**Page text**

============================================================

A choice collection of thrilling and terrifying adventures into the unknown worlds of tomorrow by three master craftsmen of the science-fiction suspense story.
Get Out of My Sky by James Blish
A terrifying tale of Prophecy—of two worlds racing toward war and annihilation, and of one man whose untried and unwanted gift of power could save them... if he learned to use it in time.
Sister Planet by Poul Anderson
The first explorers of Venus had discovered a way to transform it into a colony for Earth. There was only one small problem. It meant destroying all forms of life on that planet. And even though the Cetoids looked like fish, they seemed terribly human.
Alien Night by Thomas N. Scortia
Utopia was no longer a beautiful dream but a horrifying reality.
Perfection—pure, absolute and unchanging—was slowly mummifying the human race and the world had become a monstrous still life.
But somewhere in a dark, quiet corner of this timeless motionless existence, something new and strange was stirring.
James Benjamin Blish was an American author of fantasy and science fiction. Blish also wrote literary criticism of science fiction using the pen-name William Atheling Jr.

============================================================

(Collected data)
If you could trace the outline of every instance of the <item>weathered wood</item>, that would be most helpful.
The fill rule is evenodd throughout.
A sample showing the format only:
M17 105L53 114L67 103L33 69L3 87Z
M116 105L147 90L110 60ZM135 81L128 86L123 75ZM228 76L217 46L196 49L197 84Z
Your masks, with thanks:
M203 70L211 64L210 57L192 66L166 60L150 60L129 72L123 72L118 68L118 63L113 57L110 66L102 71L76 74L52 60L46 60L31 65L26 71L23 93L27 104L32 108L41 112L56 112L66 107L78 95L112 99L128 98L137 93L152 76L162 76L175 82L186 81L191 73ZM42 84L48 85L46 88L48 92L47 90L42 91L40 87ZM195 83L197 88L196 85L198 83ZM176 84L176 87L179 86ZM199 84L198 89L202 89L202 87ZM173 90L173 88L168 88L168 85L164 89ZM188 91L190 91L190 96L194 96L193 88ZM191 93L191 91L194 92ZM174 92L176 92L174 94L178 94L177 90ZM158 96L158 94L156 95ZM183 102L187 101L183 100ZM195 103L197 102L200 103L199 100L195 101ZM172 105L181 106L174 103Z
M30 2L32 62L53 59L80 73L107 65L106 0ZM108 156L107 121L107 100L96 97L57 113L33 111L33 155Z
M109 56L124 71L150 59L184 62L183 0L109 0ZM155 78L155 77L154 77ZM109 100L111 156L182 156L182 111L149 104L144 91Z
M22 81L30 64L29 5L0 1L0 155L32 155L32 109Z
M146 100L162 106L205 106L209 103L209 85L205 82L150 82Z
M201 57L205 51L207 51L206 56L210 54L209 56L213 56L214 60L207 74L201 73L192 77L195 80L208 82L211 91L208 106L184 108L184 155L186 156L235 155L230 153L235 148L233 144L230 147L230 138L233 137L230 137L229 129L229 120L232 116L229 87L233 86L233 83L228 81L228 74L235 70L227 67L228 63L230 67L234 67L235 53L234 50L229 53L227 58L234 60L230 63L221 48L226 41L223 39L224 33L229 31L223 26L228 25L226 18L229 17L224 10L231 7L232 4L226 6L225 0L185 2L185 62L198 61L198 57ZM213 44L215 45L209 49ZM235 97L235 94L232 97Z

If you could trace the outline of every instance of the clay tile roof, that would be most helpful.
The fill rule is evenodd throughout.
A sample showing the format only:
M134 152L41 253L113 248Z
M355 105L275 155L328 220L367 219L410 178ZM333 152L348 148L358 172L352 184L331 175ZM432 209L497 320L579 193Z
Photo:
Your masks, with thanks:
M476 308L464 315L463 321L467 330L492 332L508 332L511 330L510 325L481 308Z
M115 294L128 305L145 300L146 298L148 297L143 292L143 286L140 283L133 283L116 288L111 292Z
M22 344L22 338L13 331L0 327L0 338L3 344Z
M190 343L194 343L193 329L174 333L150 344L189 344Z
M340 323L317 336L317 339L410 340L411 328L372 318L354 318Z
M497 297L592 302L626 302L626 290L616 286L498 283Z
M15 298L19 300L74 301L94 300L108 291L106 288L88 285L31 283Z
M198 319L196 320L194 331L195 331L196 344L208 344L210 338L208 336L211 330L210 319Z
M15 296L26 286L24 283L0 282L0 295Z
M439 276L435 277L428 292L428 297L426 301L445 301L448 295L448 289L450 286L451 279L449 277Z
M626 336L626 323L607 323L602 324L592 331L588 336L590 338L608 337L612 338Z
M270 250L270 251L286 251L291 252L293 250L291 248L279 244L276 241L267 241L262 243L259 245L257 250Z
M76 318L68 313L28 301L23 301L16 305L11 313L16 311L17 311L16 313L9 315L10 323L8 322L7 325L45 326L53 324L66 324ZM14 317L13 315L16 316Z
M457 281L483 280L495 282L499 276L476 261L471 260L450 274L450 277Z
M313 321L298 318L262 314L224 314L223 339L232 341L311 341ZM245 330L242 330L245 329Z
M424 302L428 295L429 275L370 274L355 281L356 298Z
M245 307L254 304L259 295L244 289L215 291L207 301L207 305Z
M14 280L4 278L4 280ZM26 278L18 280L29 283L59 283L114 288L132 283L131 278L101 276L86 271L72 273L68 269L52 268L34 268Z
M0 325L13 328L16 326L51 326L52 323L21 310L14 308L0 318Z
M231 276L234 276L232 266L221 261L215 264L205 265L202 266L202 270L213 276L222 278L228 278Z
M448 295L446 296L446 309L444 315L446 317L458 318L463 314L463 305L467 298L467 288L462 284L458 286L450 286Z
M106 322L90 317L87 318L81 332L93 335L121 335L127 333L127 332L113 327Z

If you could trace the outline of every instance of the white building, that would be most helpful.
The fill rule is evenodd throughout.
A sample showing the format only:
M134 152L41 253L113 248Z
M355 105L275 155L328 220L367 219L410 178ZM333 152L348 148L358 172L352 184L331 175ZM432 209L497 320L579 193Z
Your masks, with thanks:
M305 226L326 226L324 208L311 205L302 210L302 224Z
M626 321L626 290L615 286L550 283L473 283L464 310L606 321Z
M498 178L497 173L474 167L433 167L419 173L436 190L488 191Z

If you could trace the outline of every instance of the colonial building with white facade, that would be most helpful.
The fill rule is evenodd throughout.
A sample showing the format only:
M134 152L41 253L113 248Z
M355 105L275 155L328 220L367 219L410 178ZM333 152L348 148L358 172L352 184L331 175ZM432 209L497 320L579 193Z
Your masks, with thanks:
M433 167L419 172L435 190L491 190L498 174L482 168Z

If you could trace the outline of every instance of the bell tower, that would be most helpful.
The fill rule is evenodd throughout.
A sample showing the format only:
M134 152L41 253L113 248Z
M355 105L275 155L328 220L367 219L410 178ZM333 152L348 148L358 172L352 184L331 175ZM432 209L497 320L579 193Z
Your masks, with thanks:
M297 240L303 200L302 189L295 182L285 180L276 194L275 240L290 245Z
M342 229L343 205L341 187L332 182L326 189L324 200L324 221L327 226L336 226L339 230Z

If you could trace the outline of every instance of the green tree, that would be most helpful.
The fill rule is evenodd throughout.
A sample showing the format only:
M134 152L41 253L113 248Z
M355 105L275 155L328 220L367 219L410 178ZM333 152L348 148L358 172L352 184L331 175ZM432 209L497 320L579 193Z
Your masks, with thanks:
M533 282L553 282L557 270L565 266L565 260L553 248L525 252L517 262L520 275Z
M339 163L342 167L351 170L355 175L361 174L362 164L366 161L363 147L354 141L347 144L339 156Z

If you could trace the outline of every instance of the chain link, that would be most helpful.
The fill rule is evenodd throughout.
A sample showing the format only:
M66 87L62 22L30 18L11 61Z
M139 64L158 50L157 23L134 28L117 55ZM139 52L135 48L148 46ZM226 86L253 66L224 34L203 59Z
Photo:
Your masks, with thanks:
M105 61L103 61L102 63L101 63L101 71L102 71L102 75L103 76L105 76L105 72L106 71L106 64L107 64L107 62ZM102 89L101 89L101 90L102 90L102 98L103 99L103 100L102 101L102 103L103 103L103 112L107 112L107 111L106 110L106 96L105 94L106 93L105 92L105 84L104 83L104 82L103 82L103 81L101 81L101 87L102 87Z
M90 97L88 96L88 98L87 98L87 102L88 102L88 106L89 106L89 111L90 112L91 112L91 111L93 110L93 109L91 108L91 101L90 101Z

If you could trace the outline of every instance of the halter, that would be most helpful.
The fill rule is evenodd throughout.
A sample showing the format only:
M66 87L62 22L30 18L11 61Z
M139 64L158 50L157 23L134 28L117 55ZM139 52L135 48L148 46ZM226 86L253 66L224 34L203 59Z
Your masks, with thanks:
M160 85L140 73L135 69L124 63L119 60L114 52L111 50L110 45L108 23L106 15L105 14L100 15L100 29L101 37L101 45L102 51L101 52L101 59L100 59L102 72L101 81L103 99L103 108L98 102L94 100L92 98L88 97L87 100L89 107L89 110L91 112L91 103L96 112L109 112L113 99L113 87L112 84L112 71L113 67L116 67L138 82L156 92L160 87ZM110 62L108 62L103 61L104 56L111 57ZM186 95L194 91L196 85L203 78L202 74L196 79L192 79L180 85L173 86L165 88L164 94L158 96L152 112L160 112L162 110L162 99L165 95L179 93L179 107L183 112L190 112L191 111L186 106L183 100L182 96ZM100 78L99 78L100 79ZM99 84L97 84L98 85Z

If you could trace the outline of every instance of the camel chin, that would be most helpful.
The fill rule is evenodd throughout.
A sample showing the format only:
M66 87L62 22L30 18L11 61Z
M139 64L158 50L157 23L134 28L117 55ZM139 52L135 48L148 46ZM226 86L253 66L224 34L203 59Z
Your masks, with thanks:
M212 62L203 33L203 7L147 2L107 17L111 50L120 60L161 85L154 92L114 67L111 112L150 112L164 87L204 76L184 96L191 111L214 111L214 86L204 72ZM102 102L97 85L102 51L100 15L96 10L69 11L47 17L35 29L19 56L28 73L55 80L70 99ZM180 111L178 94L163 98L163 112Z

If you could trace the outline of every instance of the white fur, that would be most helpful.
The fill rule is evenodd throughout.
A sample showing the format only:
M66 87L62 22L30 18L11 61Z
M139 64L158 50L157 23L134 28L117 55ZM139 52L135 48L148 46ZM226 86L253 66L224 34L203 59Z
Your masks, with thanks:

============================================================

**Activity 1**
Translate this sentence from the book description into Spanish: "Utopia was no longer a beautiful dream but a horrifying reality."
**Activity 2**
From the book description, set down word for word the passage that begins with the words containing "Perfection—pure, absolute and" and ends with "William Atheling Jr.".

**Exercise answer 1**
La utopía ya no era un hermoso sueño, sino una realidad horripilante.

**Exercise answer 2**
Perfection—pure, absolute and unchanging—was slowly mummifying the human race and the world had become a monstrous still life.
But somewhere in a dark, quiet corner of this timeless motionless existence, something new and strange was stirring.
James Benjamin Blish was an American author of fantasy and science fiction. Blish also wrote literary criticism of science fiction using the pen-name William Atheling Jr.